DATASET RECORDS →

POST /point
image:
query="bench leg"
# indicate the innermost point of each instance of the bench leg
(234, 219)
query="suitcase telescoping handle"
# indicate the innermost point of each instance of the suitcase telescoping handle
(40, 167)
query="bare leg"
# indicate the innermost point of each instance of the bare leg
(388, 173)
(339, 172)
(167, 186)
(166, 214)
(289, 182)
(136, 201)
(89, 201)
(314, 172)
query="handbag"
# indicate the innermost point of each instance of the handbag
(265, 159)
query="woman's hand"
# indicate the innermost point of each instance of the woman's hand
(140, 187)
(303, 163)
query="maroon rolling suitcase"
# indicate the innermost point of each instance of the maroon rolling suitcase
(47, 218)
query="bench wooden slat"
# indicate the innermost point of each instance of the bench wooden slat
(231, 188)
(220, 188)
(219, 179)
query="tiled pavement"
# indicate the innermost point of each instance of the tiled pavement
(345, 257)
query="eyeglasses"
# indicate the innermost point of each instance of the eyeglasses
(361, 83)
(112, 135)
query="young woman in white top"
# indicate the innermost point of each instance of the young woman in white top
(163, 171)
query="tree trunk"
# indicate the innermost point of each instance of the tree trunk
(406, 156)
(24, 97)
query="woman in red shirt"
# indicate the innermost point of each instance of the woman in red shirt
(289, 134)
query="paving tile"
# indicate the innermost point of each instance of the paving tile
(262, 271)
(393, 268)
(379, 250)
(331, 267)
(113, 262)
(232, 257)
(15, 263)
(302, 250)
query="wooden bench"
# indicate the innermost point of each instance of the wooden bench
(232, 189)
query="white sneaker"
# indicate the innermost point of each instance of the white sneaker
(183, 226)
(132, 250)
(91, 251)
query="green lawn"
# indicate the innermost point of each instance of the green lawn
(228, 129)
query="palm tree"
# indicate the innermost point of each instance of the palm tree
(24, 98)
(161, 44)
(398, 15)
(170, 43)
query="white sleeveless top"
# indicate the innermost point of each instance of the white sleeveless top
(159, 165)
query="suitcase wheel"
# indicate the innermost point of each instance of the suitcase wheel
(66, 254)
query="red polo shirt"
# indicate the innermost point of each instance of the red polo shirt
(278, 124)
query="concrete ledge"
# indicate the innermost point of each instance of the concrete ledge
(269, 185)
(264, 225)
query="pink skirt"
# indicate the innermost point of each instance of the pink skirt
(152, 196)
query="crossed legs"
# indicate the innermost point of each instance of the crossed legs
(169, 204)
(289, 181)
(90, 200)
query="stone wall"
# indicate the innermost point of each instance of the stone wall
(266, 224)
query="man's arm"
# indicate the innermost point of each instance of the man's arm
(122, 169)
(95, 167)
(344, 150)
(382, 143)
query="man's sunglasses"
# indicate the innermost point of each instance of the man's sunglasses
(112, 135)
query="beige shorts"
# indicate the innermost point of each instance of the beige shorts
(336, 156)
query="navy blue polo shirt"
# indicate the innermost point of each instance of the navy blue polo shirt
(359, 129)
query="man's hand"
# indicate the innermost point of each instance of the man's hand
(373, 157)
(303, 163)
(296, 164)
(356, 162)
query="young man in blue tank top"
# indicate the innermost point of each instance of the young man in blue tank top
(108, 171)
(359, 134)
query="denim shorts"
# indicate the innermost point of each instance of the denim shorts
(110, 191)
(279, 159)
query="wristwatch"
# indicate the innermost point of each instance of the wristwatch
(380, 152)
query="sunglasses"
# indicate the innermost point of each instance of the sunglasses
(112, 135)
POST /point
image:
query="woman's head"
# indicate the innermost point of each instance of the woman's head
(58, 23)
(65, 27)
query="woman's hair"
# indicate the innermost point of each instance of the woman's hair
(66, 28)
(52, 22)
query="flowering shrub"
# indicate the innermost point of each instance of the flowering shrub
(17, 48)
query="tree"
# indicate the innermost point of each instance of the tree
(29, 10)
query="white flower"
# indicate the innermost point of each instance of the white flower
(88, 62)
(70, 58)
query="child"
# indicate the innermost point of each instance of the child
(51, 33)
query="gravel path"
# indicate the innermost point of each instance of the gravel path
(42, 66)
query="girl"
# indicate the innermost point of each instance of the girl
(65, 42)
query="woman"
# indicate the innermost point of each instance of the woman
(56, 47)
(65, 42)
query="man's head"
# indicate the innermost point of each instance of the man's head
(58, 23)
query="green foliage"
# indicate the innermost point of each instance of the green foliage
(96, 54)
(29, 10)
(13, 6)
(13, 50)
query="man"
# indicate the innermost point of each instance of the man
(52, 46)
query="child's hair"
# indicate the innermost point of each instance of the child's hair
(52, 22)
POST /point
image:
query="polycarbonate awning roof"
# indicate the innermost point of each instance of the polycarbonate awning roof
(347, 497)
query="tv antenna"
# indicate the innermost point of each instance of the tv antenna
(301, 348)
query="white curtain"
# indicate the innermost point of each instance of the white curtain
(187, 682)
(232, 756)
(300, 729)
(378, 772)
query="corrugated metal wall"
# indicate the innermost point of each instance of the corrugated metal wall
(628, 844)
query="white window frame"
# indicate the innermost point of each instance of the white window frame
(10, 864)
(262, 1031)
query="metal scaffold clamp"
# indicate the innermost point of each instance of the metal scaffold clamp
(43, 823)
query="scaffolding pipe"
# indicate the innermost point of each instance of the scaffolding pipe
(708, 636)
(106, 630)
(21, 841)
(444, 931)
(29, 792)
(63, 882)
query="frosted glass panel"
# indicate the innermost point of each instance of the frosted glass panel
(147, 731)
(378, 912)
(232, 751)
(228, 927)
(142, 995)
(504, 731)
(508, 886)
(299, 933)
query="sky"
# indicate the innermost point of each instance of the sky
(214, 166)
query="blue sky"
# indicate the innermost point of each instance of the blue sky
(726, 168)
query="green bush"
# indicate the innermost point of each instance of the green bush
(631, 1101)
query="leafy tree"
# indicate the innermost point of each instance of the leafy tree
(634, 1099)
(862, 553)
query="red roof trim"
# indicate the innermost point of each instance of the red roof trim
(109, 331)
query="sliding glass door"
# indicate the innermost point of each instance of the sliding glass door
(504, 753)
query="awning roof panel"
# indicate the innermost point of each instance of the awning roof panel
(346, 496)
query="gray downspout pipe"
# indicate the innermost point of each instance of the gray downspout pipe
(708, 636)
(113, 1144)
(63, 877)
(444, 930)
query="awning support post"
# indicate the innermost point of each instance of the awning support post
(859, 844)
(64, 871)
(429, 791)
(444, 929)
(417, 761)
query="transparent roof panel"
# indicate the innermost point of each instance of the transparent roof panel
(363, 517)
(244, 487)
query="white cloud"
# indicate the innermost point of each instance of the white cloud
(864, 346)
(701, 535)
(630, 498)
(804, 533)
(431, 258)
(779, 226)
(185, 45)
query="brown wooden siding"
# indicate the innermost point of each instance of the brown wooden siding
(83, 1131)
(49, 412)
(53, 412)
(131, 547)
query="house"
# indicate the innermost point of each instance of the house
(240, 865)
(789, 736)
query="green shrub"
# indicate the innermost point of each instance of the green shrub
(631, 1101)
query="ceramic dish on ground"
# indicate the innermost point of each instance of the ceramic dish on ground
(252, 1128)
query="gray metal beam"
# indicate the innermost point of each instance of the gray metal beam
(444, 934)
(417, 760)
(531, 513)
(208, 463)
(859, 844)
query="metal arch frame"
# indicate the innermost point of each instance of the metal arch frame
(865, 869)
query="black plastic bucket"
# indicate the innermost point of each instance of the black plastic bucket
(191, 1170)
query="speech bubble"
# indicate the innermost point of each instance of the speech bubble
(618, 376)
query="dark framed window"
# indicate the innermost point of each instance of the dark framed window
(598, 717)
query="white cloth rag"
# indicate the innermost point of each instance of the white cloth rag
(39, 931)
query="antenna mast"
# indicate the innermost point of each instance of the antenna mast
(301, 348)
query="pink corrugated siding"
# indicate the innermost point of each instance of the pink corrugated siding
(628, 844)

WHAT YOU HAVE TO DO → From the listing above, extract every line exactly as it stands.

REPLY TO THE TASK →
POST /point
image:
query="bench leg"
# indicate the innermost point of each instance of the bench leg
(234, 219)
query="suitcase telescoping handle"
# indicate the innermost point of each instance of the suitcase telescoping handle
(40, 167)
query="bare leg"
# indicate the innermost point of each instance of the bare leg
(388, 173)
(339, 172)
(167, 186)
(166, 214)
(289, 182)
(136, 201)
(89, 201)
(314, 172)
query="handbag"
# indicate the innermost point of each instance of the handbag
(265, 159)
query="woman's hand"
# indicate the innermost point of each instance of the woman's hand
(140, 187)
(303, 163)
query="maroon rolling suitcase"
# indicate the innermost point of each instance of the maroon rolling suitcase
(47, 218)
query="bench wooden slat"
# indicate the innermost point of each instance of the bench wooden slat
(231, 188)
(220, 188)
(219, 179)
query="tiled pavement"
# indicate the innermost point of each instance of the tiled pavement
(345, 257)
query="eyeglasses"
# indicate the innermost point of each instance of the eyeglasses
(361, 83)
(112, 135)
query="young woman in white top"
# indicate the innermost point of each instance of the young woman in white top
(163, 171)
query="tree trunk"
# indicate the innermost point of each instance of the tree trunk
(406, 156)
(24, 97)
query="woman in red shirt"
# indicate the innermost point of each instance of the woman in red shirt
(289, 134)
query="paving tile"
# indicate the innermost point of each instance of the paving tile
(262, 271)
(393, 268)
(379, 250)
(331, 267)
(113, 262)
(232, 257)
(15, 263)
(302, 250)
query="wooden bench"
# indicate the innermost point of each instance of the wooden bench
(232, 189)
query="white sneaker"
# indicate the innermost point of each instance of the white sneaker
(183, 226)
(132, 250)
(91, 251)
query="green lawn"
# indicate the innermost point of each instance of the green lawn
(228, 129)
query="palm tree"
# indicate the innermost point of each instance of the palm tree
(24, 98)
(161, 44)
(398, 15)
(170, 43)
query="white sleeveless top"
# indicate the innermost point of each instance of the white sleeveless top
(159, 165)
query="suitcase wheel"
# indicate the innermost point of each instance of the suitcase wheel
(66, 254)
query="red polo shirt"
# indicate the innermost point of each instance of the red polo shirt
(278, 124)
query="concrete ledge"
# indicate the innermost point of each instance of the concrete ledge
(269, 185)
(264, 225)
query="pink skirt"
# indicate the innermost point of each instance of the pink skirt
(152, 196)
query="crossed legs"
# indicate the innermost point of each instance of the crossed legs
(169, 204)
(289, 181)
(90, 200)
query="stone wall"
# indicate the innermost point of each instance of the stone wall
(266, 224)
query="man's arm"
# indicate the innermost point of each instance of the man's arm
(122, 169)
(95, 167)
(344, 150)
(382, 143)
query="man's sunglasses"
# indicate the innermost point of each instance of the man's sunglasses
(112, 135)
query="beige shorts"
# indicate the innermost point of each instance of the beige shorts
(336, 156)
query="navy blue polo shirt"
# indicate the innermost point of each instance of the navy blue polo shirt
(359, 129)
query="man's hand"
# indicate the innermost point of each instance of the man's hand
(373, 157)
(303, 163)
(296, 164)
(356, 162)
query="young man in blue tank top"
# indicate the innermost point of each instance of the young man in blue tank top
(108, 171)
(359, 134)
query="denim shorts"
# indicate the innermost point of each instance of the denim shorts
(110, 191)
(279, 159)
query="wristwatch"
# indicate the innermost point of each instance of the wristwatch
(380, 152)
query="sunglasses"
# indicate the innermost point of each instance of the sunglasses
(112, 135)
POST /point
image:
query="woman's head"
# indicate the innermost point of each instance of the woman's head
(58, 23)
(65, 27)
query="woman's hair"
# indicate the innermost point of each instance of the woman's hair
(66, 28)
(52, 22)
query="flowering shrub"
# indicate the innermost point of each instance of the flowering shrub
(17, 48)
query="tree"
# indicate the innermost point of each instance of the tree
(29, 10)
query="white flower"
# indicate the innermost point of each instance of the white flower
(88, 62)
(70, 58)
query="child"
# indicate the innermost point of each instance of the child
(51, 33)
query="gravel path"
# indicate the innermost point of each instance of the gravel path
(42, 66)
query="girl"
# indicate the innermost point of each instance of the girl
(65, 42)
query="woman"
# indicate the innermost point of each instance of the woman
(56, 47)
(65, 42)
query="man's head"
# indicate the innermost point of each instance of the man's head
(58, 23)
query="green foliage"
# indicate the innermost point of each instance of the green foliage
(96, 54)
(29, 10)
(13, 6)
(13, 50)
query="man"
# indicate the innermost point of each instance of the man
(52, 46)
query="child's hair"
# indicate the innermost point of each instance of the child's hair
(52, 22)
POST /point
image:
query="polycarbonate awning roof"
# indicate the innermost point of each instance of the polycarbonate awning roof
(347, 497)
query="tv antenna"
# indicate the innermost point of each instance of the tv antenna
(301, 348)
query="white curtain"
# indicate the innermost point of each instance of the white curtain
(187, 682)
(232, 756)
(300, 729)
(378, 772)
query="corrugated metal wall"
# indicate the innermost point of each instance of the corrugated metal wall
(628, 844)
query="white window frame"
# indicate the innermost point of each instance of the white window frame
(10, 864)
(262, 1031)
query="metal scaffold clamp"
# indicate the innermost point of each instance of the metal scaffold clamp
(43, 823)
query="scaffolding pipe"
# indicate the innermost point of each instance of the scaffolding pipe
(708, 636)
(106, 630)
(21, 841)
(444, 931)
(29, 792)
(63, 882)
query="frosted glass panel"
# indicate the innermost point of each instance of the frosted glass panel
(147, 731)
(378, 912)
(232, 751)
(228, 927)
(142, 995)
(504, 731)
(508, 886)
(299, 933)
query="sky"
# indicate the innermost point of each instance of the sky
(214, 166)
query="blue sky"
# indicate the innermost point of each instance of the blue sky
(726, 168)
query="green bush"
# indicate the innermost point of each instance of the green bush
(631, 1101)
query="leafy tree"
# indicate the innermost point of each instance of the leafy tree
(634, 1099)
(862, 553)
query="red roof trim"
# indicate the innermost point of each instance of the red roof trim
(109, 331)
query="sliding glass door"
# indicate the innermost point of each instance of the sliding glass door
(504, 753)
query="awning roof panel"
# indicate the innermost point of each instance of the awning roof panel
(346, 496)
query="gray downspout pipe"
# indicate the innermost point of each instance of the gray downspout pipe
(708, 636)
(113, 1144)
(63, 877)
(444, 930)
query="awning support post"
# indicate the innermost point of each instance of the awning support post
(859, 844)
(64, 871)
(429, 791)
(444, 929)
(417, 761)
query="transparent roof panel"
# indicate the innermost point of each instance of the transparent roof panel
(363, 517)
(244, 487)
query="white cloud"
# indicate the innermost point of each instance of the white cloud
(864, 346)
(701, 535)
(630, 498)
(804, 533)
(431, 258)
(779, 226)
(185, 45)
query="brown wooden siding"
# indicate the innermost point of each instance of the brown wooden siding
(83, 1131)
(49, 412)
(53, 412)
(131, 547)
query="house"
# indicate the innermost point of each instance of the house
(240, 865)
(789, 736)
query="green shrub"
# indicate the innermost point of each instance of the green shrub
(631, 1101)
query="ceramic dish on ground"
# indicate the innermost point of each instance of the ceramic dish on ground
(252, 1128)
query="gray metal beam"
# indicate the innermost point of each instance of the gray metal beam
(444, 934)
(417, 760)
(531, 513)
(208, 463)
(859, 844)
query="metal arch frame"
# indicate the innermost point of each instance of the metal arch frame
(865, 869)
query="black plastic bucket"
# indicate the innermost point of each instance of the black plastic bucket
(191, 1170)
query="speech bubble"
# indicate the innermost point of each instance of the speech bubble
(618, 376)
query="dark framed window"
# indicate the innermost point of each instance of the dark framed window
(598, 717)
query="white cloth rag"
# indicate the innermost point of each instance of the white cloth rag
(39, 931)
query="antenna mast"
# indicate the innermost point of each instance of the antenna mast
(301, 348)
query="pink corrugated siding"
# indicate the innermost point of each instance of the pink corrugated siding
(628, 844)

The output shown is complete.